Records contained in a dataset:
= = = = = = =

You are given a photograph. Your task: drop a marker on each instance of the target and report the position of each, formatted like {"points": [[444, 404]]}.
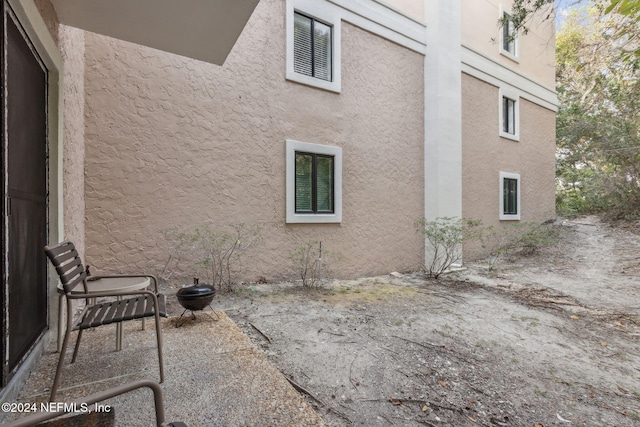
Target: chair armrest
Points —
{"points": [[85, 295], [116, 276]]}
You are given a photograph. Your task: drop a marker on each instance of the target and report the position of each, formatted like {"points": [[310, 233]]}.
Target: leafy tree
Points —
{"points": [[598, 123], [523, 10]]}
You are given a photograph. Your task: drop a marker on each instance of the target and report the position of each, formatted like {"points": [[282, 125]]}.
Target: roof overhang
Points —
{"points": [[200, 29]]}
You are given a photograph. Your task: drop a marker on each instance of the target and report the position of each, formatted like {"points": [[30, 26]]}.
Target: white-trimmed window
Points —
{"points": [[509, 196], [313, 44], [314, 183], [509, 115], [509, 45]]}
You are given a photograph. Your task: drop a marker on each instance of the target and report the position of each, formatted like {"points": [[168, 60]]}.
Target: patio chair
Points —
{"points": [[40, 417], [143, 303]]}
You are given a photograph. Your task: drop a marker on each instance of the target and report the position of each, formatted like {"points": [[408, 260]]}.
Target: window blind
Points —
{"points": [[312, 47]]}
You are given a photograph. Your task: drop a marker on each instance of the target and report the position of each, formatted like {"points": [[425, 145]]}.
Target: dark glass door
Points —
{"points": [[25, 209]]}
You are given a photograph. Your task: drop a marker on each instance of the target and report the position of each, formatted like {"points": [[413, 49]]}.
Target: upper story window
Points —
{"points": [[312, 47], [509, 114], [510, 196], [509, 37], [313, 44], [313, 183]]}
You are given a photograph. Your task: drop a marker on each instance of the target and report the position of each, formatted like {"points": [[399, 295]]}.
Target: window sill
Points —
{"points": [[509, 55], [511, 136], [333, 86], [313, 218]]}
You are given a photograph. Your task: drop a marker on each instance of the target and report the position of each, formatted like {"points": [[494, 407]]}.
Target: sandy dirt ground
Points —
{"points": [[551, 339]]}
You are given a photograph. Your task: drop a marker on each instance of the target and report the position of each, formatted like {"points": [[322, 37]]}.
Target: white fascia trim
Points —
{"points": [[506, 53], [385, 21], [508, 92], [503, 216], [291, 216], [483, 68]]}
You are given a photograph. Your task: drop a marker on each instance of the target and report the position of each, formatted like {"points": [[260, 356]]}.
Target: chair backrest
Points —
{"points": [[68, 264]]}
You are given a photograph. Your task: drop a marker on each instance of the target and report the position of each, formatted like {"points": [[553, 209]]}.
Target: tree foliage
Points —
{"points": [[598, 123], [523, 11]]}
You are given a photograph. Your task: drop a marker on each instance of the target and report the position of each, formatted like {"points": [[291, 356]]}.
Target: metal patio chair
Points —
{"points": [[143, 303]]}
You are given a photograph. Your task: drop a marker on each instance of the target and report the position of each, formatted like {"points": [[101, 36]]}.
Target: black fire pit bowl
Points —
{"points": [[194, 298]]}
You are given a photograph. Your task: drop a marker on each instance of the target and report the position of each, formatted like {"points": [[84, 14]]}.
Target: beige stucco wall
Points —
{"points": [[480, 31], [71, 42], [485, 155], [175, 142]]}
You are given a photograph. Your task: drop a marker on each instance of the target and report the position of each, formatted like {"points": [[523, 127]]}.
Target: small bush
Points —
{"points": [[208, 253], [444, 238], [309, 262]]}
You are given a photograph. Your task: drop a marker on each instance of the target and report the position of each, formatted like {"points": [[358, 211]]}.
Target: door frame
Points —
{"points": [[35, 28]]}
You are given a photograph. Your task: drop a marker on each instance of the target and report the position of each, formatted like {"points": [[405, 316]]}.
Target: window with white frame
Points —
{"points": [[311, 47], [313, 44], [509, 196], [314, 183], [509, 36], [509, 114]]}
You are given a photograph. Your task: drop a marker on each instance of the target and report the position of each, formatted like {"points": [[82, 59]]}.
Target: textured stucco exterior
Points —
{"points": [[485, 154], [71, 42], [480, 32], [176, 142]]}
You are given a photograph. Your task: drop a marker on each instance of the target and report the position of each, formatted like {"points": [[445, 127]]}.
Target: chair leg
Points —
{"points": [[159, 338], [75, 350], [56, 379]]}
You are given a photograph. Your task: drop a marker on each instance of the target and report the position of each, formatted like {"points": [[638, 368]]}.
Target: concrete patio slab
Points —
{"points": [[214, 376]]}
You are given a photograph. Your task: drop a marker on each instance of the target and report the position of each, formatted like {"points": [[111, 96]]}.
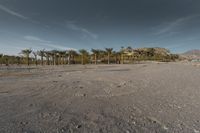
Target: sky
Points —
{"points": [[76, 24]]}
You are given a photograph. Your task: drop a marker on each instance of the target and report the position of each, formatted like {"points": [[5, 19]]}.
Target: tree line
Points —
{"points": [[82, 56]]}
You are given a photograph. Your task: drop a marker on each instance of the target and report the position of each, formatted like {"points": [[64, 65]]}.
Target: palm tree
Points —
{"points": [[122, 55], [35, 55], [109, 52], [116, 55], [1, 59], [95, 52], [26, 53], [61, 57], [71, 56], [41, 53], [55, 55], [83, 53]]}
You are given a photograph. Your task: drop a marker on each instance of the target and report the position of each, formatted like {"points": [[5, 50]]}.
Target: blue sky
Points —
{"points": [[66, 24]]}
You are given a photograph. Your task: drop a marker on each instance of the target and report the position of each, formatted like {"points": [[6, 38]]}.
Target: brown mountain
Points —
{"points": [[192, 54]]}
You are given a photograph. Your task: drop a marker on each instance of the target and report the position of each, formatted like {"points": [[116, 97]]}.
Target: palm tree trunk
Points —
{"points": [[82, 60], [108, 58], [95, 58], [28, 63], [42, 60], [122, 62]]}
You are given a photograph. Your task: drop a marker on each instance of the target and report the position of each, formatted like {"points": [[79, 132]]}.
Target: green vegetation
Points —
{"points": [[96, 56]]}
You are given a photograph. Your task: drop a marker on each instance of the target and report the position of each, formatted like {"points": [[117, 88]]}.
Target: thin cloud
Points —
{"points": [[5, 9], [33, 38], [45, 43], [175, 24], [71, 25]]}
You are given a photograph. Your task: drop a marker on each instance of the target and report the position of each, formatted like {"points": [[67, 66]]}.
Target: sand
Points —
{"points": [[138, 98]]}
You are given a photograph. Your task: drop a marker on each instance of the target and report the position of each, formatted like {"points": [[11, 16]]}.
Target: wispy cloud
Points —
{"points": [[170, 26], [11, 12], [73, 26], [33, 38], [45, 43]]}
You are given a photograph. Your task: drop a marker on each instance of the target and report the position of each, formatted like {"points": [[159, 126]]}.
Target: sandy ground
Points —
{"points": [[139, 98]]}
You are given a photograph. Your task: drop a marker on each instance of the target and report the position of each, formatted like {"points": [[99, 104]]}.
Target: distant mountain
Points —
{"points": [[192, 54]]}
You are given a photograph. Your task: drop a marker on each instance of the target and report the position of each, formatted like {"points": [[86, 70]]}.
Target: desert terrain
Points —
{"points": [[137, 98]]}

= = = = = = =

# [TASK STATEMENT]
Make a word-for-word copy of the entries, without any pictures.

# [RESULT]
You are given a photograph. Your task: drop a marker on each instance of the target and report the position of each, formatted like {"points": [[444, 404]]}.
Target: chair armrest
Points —
{"points": [[85, 295], [116, 276]]}
You are given a photograph. Your task: drop a marker on each instance of the target and report the position of each, formatted like {"points": [[310, 233]]}.
Target: leafy tree
Points —
{"points": [[598, 123], [523, 10]]}
You are given a photograph. Your task: drop a marker on each instance of the target and report the position of each, formatted like {"points": [[282, 125]]}.
Target: roof overhang
Points —
{"points": [[200, 29]]}
You are given a photograph. Your task: drop a marker on each instance of the target and report the position of each, formatted like {"points": [[30, 26]]}.
Target: white-trimmed window
Points —
{"points": [[509, 196], [313, 44], [314, 183], [509, 115], [509, 45]]}
You are given a photograph. Your task: drop a marker on each instance of the target and report the position of each, formatted like {"points": [[168, 60]]}.
Target: patio chair
Points —
{"points": [[40, 417], [143, 303]]}
You are given a photograph. Your task: drop a marker on each instance of the target and report the position of each, formatted like {"points": [[408, 260]]}.
Target: window blind
Points —
{"points": [[312, 47]]}
You are given a photograph. Your task: drop a marker on each instance of the target and report the position of each, formatted like {"points": [[425, 145]]}.
Target: dark glass door
Points —
{"points": [[25, 209]]}
You are given a photograph. Your task: drop a marker on each instance of the target and report the position of each, formatted like {"points": [[413, 49]]}.
Target: upper story window
Points —
{"points": [[312, 47], [509, 114], [510, 196], [509, 37], [313, 44], [313, 183]]}
You are given a photograph. Your task: drop a marker on each instance of the target and report the position of each, formatted like {"points": [[399, 295]]}.
Target: window sill
Points —
{"points": [[509, 55], [511, 136], [333, 86], [313, 218]]}
You are given a photograph. Your task: drop a marker on each instance of the target and report the position of each, formatted like {"points": [[494, 407]]}.
Target: sandy dirt ground
Points —
{"points": [[551, 339]]}
You are given a photograph. Your task: drop a marker on each instance of the target and report the position of each, formatted like {"points": [[322, 37]]}.
Target: white fascia trim
Points —
{"points": [[506, 53], [385, 21], [508, 92], [503, 216], [291, 216], [483, 68]]}
You are given a photograph. Your task: drop a marker on each instance of the target and report the position of each, formatted like {"points": [[260, 356]]}.
Target: chair backrest
Points —
{"points": [[68, 264]]}
You are given a photograph. Your task: drop a marker on each instance of the target and report the position of each, formatted like {"points": [[553, 209]]}.
Target: tree foliage
Points —
{"points": [[598, 123], [523, 11]]}
You are given a photograph. Your task: drop a marker on each instance of the target and report the position of each, formatted like {"points": [[291, 356]]}.
Target: metal patio chair
Points —
{"points": [[143, 303]]}
You are given a photograph. Your task: drop a marker on each instance of the target and report the position of each, formatted like {"points": [[101, 36]]}.
Target: black fire pit bowl
Points —
{"points": [[194, 298]]}
You are given a photograph. Your task: drop a marker on each instance of the target and report the position of each, formatted like {"points": [[84, 14]]}.
Target: beige stucco wall
Points —
{"points": [[480, 31], [71, 42], [485, 155], [175, 142]]}
You are given a photograph. Your task: drop a marker on each instance of the target and report the position of each, formatted like {"points": [[523, 127]]}.
Target: small bush
Points —
{"points": [[208, 253], [444, 238], [309, 262]]}
You are given a photograph. Your task: drop a marker on each instance of the target and report the position of each, formatted like {"points": [[358, 211]]}.
Target: door frame
Points —
{"points": [[35, 28]]}
You are given a photograph. Your task: drop a marker on each instance of the target and report the position of each, formatted like {"points": [[405, 316]]}.
Target: window with white frame
Points —
{"points": [[311, 47], [313, 44], [509, 196], [314, 183], [509, 36], [509, 114]]}
You are given a photograph. Your task: drop a marker on each instance of the target and report the position of each, formatted like {"points": [[82, 59]]}.
Target: textured stucco exterior
Points —
{"points": [[485, 154], [71, 42], [480, 32], [176, 142]]}
You are given a photograph. Your task: drop a marker on each instance of the target and report the position of each, formatted like {"points": [[445, 127]]}.
Target: chair leg
Points —
{"points": [[159, 338], [75, 350], [56, 379]]}
You are given a photograph. Your task: drop a marker on each instance of the target and report the position of each, formatted like {"points": [[638, 368]]}.
Target: concrete patio slab
Points —
{"points": [[214, 376]]}
You are given a photograph. Your task: drop a marker on each instance of the target and report the position of each, formatted like {"points": [[111, 96]]}.
Target: sky
Points —
{"points": [[76, 24]]}
You are given a photograph. Your task: drop a marker on each instance of the target and report the position of each, formatted like {"points": [[5, 19]]}.
Target: tree line
Points —
{"points": [[82, 56]]}
You are given a photograph. Your task: drop a marker on each instance of the target and report the position of each, formatted like {"points": [[64, 65]]}.
Target: palm tree
Points —
{"points": [[122, 55], [35, 55], [109, 52], [116, 55], [1, 59], [95, 52], [26, 53], [61, 57], [71, 56], [41, 53], [55, 55], [83, 53]]}
You are given a photograph. Your task: drop a marker on each instance of the target and report the position of each, formatted like {"points": [[5, 50]]}.
Target: blue sky
Points —
{"points": [[66, 24]]}
You are given a photograph. Your task: drop a marker on each instance of the target and report the position of each, formatted like {"points": [[6, 38]]}.
Target: brown mountain
Points —
{"points": [[192, 54]]}
You are given a photograph. Your task: drop a marker on each instance of the target and report the position of each, formatted like {"points": [[116, 97]]}.
Target: palm tree trunk
Points —
{"points": [[82, 60], [108, 58], [95, 58], [28, 63], [42, 60], [122, 62]]}
You are given a photograph. Your task: drop a marker on each instance of the target and report the position of each, formatted like {"points": [[79, 132]]}.
Target: green vegetation
Points —
{"points": [[96, 56]]}
You are given a photograph. Your task: drop a marker on each instance of the target and report the position of each, formatted like {"points": [[117, 88]]}.
Target: thin cloud
Points —
{"points": [[5, 9], [33, 38], [45, 43], [175, 24], [71, 25]]}
You are given a photograph. Your task: drop a marker on each instance of the target and report the position of each, formatted like {"points": [[67, 66]]}.
Target: sand
Points —
{"points": [[138, 98]]}
You are given a photograph. Your task: drop a marker on each instance of the target and report the position of each, formatted like {"points": [[11, 16]]}.
Target: wispy cloud
Points —
{"points": [[170, 26], [11, 12], [73, 26], [33, 38], [45, 43]]}
You are given a photograph. Your task: drop a marker on each instance of the target and report the position of each, formatted like {"points": [[159, 126]]}.
Target: sandy ground
Points —
{"points": [[139, 98]]}
You are given a photograph. Your task: drop a marker on each instance of the target and report the position of each, formatted like {"points": [[99, 104]]}.
Target: distant mountain
Points —
{"points": [[192, 54]]}
You are given a photograph. Your task: drop a marker on each instance of the target and report the position of each, formatted like {"points": [[86, 70]]}.
Target: desert terrain
Points —
{"points": [[137, 98]]}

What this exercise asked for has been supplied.